--- START ---

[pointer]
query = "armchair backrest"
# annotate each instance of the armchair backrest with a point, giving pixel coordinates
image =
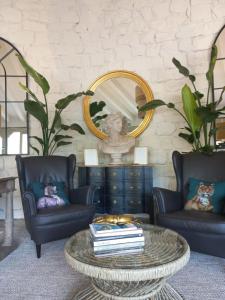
(197, 165)
(45, 169)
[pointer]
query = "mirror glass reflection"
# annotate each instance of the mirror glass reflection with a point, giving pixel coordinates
(13, 117)
(119, 95)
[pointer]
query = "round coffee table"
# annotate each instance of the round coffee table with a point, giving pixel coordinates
(133, 276)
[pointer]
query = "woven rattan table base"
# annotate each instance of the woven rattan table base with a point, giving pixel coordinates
(90, 293)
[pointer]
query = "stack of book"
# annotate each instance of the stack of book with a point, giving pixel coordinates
(116, 239)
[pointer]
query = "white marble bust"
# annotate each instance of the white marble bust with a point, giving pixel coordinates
(116, 143)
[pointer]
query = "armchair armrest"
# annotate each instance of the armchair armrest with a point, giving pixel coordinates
(83, 195)
(166, 201)
(29, 204)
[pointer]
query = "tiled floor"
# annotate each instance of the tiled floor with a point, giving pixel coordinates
(20, 234)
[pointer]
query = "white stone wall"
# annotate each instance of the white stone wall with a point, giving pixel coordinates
(72, 42)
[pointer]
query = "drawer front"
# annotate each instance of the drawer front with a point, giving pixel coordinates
(114, 204)
(134, 173)
(99, 202)
(134, 205)
(114, 188)
(96, 174)
(114, 173)
(134, 188)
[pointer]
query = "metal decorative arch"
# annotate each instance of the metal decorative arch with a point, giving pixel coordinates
(14, 120)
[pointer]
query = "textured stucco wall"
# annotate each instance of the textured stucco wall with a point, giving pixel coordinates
(74, 41)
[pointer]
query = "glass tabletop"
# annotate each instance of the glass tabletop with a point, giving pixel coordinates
(162, 246)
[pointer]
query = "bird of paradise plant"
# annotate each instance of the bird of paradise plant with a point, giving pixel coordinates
(199, 112)
(52, 129)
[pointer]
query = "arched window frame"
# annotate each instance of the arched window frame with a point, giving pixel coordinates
(5, 101)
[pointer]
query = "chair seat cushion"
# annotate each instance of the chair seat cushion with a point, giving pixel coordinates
(63, 214)
(193, 221)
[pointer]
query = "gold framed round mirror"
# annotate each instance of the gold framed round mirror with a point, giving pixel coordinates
(118, 91)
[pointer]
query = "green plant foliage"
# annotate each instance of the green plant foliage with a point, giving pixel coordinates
(199, 113)
(52, 130)
(95, 108)
(189, 106)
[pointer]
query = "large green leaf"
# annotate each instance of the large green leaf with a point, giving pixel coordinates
(198, 95)
(29, 92)
(213, 58)
(73, 126)
(56, 123)
(64, 102)
(38, 78)
(37, 111)
(96, 107)
(190, 106)
(62, 143)
(35, 149)
(65, 127)
(207, 115)
(152, 105)
(40, 140)
(187, 137)
(183, 70)
(60, 137)
(77, 128)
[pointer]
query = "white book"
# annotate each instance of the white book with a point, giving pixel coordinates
(106, 230)
(118, 241)
(119, 246)
(119, 252)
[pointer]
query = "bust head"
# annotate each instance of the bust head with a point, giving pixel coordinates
(113, 123)
(116, 142)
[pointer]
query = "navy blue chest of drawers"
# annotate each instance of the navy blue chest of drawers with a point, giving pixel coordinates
(121, 189)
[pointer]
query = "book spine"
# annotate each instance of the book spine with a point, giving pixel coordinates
(112, 253)
(118, 233)
(106, 238)
(118, 246)
(118, 241)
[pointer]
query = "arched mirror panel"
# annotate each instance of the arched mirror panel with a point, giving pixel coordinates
(13, 117)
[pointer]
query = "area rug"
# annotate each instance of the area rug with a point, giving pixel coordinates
(24, 277)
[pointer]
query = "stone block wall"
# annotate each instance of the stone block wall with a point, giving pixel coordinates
(72, 42)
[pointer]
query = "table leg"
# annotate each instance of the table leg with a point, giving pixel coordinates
(8, 237)
(90, 293)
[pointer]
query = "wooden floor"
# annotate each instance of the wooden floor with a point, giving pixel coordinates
(20, 234)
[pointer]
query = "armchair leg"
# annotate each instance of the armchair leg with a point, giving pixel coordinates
(38, 250)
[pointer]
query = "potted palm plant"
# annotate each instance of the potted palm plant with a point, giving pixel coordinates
(199, 111)
(53, 129)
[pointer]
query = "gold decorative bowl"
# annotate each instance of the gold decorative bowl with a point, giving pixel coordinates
(116, 219)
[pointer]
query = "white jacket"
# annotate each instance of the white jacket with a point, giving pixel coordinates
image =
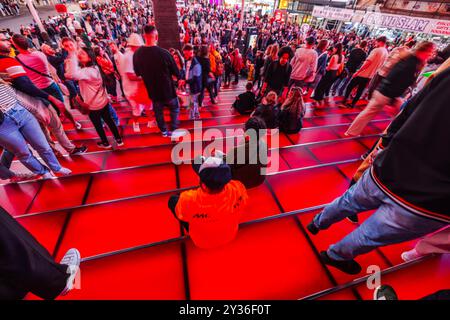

--- END ---

== Task description ==
Give back the whole listing exactly; no pictures.

== Exercise response ==
[pointer]
query = "armchair backrest"
# annotate each instance of the armchair backrest with a point, giving pixel coordinates
image =
(197, 165)
(45, 169)
[pointer]
query = "mirror glass reflection"
# annotate each instance of the mirror glass reflection with a point, giving pixel coordinates
(13, 117)
(119, 95)
[pointer]
query = "round coffee table"
# annotate each instance of the round coffee table with a point, giving pixel coordinates
(133, 276)
[pointer]
query = "woven rattan table base"
# annotate each instance of the woven rattan table base with a point, giving pixel coordinates
(90, 293)
[pointer]
query = "stack of book"
# annotate each instance of the stack of book with a point, giving pixel coordinates
(116, 239)
[pointer]
query = "white marble bust"
# annotate each instance of the white marble bust with a point, giving pixel coordinates
(116, 143)
[pointer]
query = "armchair armrest"
# annotate each instance of the armchair armrest with a point, giving pixel coordinates
(83, 195)
(166, 201)
(29, 204)
[pointer]
query = "tiled floor"
# annotate each instance of the tiled floor with a point, giving pixel coordinates
(20, 234)
[pointer]
query = "white stone wall"
# annotate each instance of the white stone wall with a point, giving pixel coordinates
(72, 42)
[pointer]
query = "drawer front"
# annotate each instance of the drawer front with a point, giving pixel coordinates
(114, 204)
(134, 173)
(99, 202)
(134, 205)
(114, 188)
(96, 174)
(114, 173)
(134, 188)
[pointer]
query = "metal decorative arch"
# annotate each instance of the metal decorative arch with a point, giving pixel coordinates
(14, 120)
[pointer]
query = "textured stucco wall"
# annotate each instance of the textured stucco wall with a point, giving pixel coordinates
(74, 41)
[pointer]
query = "glass tabletop"
# annotate each instance of the glass tabletop with a point, giving pixel coordinates
(162, 246)
[pointer]
query = "bird of paradise plant"
# annotate each instance of the bird of paradise plant with a point, giving pixel coordinates
(199, 112)
(52, 129)
[pointer]
query = "arched window frame"
# annotate each instance of the arched window frame with a point, giving pixel coordinates
(5, 101)
[pointer]
query = "chair seat cushion"
# annotate each instance of the chair seat cushion with a point, giving pixel coordinates
(63, 214)
(193, 221)
[pointer]
query = "gold framed round mirror"
# annotate each instance of the gold framed round mirror with a point, giving pixel coordinates
(118, 91)
[pointer]
query = "green plant foliage"
# annotate each instance of the green plant foliage with a point, giving pixel coordinates
(199, 113)
(52, 130)
(95, 108)
(189, 106)
[pointer]
query = "large green leaf"
# annotate each instance of the large green leaf with a point, giving pixel coordinates
(198, 95)
(29, 92)
(213, 58)
(73, 126)
(56, 123)
(64, 102)
(38, 78)
(37, 111)
(96, 107)
(190, 106)
(62, 143)
(35, 149)
(65, 127)
(207, 115)
(152, 105)
(40, 140)
(187, 137)
(183, 70)
(60, 137)
(77, 128)
[pointer]
query = "white book"
# annotate each instance of the white book with a point, giving pixel coordinates
(106, 230)
(118, 241)
(119, 246)
(119, 252)
[pointer]
query = "bust head"
# annotate each instance of the bust head with a point, giving pixel coordinates
(113, 123)
(116, 142)
[pointer]
query = "navy blue chest of drawers"
# annotate each instance of the navy blue chest of drawers with a point, giving pixel coordinates
(121, 189)
[pointer]
query = "book spine"
# annotate each instance of the book spine with a point, giving pixel coordinates
(112, 253)
(118, 233)
(106, 238)
(118, 246)
(118, 241)
[pointer]
query = "arched mirror panel"
# annotate each instance of the arched mirror panel with a point, giving pixel coordinates
(13, 117)
[pointer]
query = "area rug"
# annotate each instance of the area rug with a point, giving pixel coordinates
(24, 277)
[pointer]
query = "stone block wall"
# annotate each instance of the stone block wall with a point, giving pixel coordinates
(72, 42)
[pointer]
query = "table leg"
# annotate each instance of the table leg with a point, giving pixel coordinates
(8, 237)
(90, 293)
[pointer]
query = "wooden floor"
# annotate each instance of the wooden floor with a point, giving pixel coordinates
(20, 234)
[pointer]
query = "armchair leg"
# annotate each instance of the armchair leg with a point, giving pixel coordinates
(38, 250)
[pointer]
query = "potted palm plant"
# annotate each instance of the potted palm plant with a point, giving pixel coordinates
(199, 111)
(53, 129)
[pointer]
query = "gold decorative bowl"
# annotate each instance of the gold decorative bowl with a point, giving pixel coordinates
(116, 219)
[pointer]
query = "white jacket"
# annotate each instance of the white jacket with a point, giving pixel coordinates
image =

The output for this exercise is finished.